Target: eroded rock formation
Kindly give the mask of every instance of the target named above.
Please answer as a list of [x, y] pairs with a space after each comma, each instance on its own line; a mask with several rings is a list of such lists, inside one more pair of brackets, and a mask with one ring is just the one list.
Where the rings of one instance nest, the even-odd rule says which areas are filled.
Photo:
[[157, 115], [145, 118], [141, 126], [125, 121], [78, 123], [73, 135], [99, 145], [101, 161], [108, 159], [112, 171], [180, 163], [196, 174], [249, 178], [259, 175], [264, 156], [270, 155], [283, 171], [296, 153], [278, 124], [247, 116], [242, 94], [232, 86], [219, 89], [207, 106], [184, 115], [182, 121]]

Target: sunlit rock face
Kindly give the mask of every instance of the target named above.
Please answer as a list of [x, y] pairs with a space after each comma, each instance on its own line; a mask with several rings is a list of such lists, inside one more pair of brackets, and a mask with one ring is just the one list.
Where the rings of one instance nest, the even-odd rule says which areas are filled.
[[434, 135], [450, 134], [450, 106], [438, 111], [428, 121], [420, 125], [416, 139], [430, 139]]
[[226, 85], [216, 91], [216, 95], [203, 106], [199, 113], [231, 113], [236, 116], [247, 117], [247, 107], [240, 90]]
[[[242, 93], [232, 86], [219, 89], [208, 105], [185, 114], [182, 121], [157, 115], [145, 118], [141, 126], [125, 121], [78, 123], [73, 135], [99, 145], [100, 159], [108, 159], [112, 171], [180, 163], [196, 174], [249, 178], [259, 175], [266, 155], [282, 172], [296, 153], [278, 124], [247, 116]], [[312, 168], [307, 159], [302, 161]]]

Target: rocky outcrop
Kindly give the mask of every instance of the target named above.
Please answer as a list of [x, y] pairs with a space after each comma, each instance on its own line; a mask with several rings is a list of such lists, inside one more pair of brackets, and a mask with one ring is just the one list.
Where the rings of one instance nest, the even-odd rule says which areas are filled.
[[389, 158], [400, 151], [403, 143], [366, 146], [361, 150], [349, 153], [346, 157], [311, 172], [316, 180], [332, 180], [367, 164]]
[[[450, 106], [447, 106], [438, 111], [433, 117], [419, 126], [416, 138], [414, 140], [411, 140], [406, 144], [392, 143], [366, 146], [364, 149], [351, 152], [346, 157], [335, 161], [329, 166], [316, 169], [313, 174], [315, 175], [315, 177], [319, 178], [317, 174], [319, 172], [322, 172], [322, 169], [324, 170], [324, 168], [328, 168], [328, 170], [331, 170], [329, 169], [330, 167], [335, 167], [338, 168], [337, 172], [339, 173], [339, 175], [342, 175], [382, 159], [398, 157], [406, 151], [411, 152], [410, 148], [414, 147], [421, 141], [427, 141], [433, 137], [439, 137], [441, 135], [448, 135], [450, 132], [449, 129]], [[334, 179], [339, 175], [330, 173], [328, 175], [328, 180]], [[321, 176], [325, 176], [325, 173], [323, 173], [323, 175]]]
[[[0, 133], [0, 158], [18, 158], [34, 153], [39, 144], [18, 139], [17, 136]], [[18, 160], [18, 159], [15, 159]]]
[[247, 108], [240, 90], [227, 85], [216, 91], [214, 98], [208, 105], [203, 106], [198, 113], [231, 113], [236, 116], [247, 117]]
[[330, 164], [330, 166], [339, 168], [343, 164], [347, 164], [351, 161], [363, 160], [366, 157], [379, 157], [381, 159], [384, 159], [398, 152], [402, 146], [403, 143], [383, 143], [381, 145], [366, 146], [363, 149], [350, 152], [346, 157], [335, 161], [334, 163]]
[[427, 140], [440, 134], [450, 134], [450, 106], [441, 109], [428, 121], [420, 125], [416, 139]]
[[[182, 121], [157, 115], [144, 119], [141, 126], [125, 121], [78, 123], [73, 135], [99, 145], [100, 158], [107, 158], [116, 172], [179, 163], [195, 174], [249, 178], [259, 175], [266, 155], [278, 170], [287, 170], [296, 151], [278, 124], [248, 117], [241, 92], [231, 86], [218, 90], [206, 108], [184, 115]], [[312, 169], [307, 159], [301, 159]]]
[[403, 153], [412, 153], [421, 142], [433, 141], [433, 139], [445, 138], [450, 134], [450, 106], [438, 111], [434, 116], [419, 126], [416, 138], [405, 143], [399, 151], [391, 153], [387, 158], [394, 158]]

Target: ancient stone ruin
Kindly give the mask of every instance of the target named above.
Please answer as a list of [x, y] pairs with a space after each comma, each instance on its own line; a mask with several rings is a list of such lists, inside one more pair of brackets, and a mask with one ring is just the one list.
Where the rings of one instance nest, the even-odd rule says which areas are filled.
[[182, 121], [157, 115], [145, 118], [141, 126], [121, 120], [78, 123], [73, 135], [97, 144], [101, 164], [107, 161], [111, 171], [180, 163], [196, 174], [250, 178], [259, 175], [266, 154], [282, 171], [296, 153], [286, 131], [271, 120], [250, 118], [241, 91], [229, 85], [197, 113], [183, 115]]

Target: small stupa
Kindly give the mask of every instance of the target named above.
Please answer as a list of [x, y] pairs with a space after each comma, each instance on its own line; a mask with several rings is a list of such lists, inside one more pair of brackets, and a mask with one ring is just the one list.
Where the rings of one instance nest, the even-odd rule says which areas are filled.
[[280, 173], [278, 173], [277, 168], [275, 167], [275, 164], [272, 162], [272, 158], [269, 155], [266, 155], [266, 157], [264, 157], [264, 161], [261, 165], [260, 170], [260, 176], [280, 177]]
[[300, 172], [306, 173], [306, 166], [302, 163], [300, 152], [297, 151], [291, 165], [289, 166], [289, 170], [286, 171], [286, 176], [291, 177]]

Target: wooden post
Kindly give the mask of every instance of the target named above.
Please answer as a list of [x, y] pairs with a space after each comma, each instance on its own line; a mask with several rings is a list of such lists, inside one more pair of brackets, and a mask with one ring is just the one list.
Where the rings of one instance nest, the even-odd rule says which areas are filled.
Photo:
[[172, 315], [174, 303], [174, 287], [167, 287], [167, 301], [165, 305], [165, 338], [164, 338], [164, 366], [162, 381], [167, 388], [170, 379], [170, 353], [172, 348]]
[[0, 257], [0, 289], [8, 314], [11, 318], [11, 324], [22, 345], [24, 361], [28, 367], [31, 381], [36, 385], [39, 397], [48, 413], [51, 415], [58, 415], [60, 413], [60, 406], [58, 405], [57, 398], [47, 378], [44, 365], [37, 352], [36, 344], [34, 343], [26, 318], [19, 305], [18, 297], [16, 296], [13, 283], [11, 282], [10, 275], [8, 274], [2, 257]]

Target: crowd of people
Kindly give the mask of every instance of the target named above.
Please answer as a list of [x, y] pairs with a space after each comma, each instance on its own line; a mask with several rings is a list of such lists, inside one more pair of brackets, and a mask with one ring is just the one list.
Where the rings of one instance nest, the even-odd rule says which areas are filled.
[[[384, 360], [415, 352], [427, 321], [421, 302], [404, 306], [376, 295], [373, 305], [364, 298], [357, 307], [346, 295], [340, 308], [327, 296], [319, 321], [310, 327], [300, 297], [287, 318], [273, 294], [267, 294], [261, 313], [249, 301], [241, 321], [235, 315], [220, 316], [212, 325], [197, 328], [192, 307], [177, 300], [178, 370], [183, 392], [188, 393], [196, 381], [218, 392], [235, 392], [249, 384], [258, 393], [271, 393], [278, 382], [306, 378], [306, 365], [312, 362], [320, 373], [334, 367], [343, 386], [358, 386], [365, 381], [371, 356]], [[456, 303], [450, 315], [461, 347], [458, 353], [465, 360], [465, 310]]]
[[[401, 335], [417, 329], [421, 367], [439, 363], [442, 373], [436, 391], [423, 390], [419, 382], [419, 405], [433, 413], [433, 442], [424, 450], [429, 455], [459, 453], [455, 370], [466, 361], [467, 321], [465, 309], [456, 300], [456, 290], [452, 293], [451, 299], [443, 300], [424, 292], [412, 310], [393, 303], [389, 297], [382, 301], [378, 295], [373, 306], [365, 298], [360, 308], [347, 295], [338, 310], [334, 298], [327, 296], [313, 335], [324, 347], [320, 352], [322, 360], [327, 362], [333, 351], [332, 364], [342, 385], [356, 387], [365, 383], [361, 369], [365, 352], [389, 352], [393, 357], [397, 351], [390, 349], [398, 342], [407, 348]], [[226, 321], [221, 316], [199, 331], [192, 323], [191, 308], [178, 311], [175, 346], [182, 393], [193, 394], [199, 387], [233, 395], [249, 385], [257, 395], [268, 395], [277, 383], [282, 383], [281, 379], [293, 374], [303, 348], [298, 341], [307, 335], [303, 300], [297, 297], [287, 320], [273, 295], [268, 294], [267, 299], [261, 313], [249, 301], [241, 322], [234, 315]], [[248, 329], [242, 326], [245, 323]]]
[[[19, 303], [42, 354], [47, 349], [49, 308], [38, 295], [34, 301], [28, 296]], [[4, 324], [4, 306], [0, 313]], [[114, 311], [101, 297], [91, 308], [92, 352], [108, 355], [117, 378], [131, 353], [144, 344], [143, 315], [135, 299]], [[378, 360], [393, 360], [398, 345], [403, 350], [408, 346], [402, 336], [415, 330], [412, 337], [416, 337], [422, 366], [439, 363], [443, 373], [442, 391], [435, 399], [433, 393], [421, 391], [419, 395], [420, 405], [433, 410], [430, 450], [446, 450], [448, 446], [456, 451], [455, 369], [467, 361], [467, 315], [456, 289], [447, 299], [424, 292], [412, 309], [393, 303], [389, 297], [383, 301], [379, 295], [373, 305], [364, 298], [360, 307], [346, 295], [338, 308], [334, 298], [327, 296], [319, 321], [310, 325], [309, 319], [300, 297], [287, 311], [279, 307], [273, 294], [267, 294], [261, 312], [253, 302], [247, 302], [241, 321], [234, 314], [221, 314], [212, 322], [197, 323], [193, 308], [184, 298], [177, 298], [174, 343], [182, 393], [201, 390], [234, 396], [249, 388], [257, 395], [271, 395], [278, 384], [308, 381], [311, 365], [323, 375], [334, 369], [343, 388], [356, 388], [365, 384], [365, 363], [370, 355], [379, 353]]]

-------------------------

= REQUIREMENT =
Reproduce only the lines from the top of the material through the one bearing "Target: sunlit rock face", each exactly as it stands.

= SOLUTION TO THE EXERCISE =
Target: eroded rock formation
Kindly give the mask of every instance of the target named above.
Please answer as a list of [x, y] pairs with a space after each comma, each instance on its own line; a mask with several rings is a list of such lists, inside one more pair of brackets, and a mask with one ring is just the one list.
Where the rings of one instance nest, the even-odd rule says which areas are filled.
Photo:
[[157, 115], [145, 118], [141, 126], [125, 121], [78, 123], [73, 135], [99, 145], [101, 161], [108, 159], [112, 171], [180, 163], [196, 174], [249, 178], [259, 175], [264, 156], [270, 155], [283, 171], [296, 153], [278, 124], [247, 116], [242, 94], [232, 86], [219, 89], [207, 106], [184, 115], [182, 121]]

Target: sunlit rock face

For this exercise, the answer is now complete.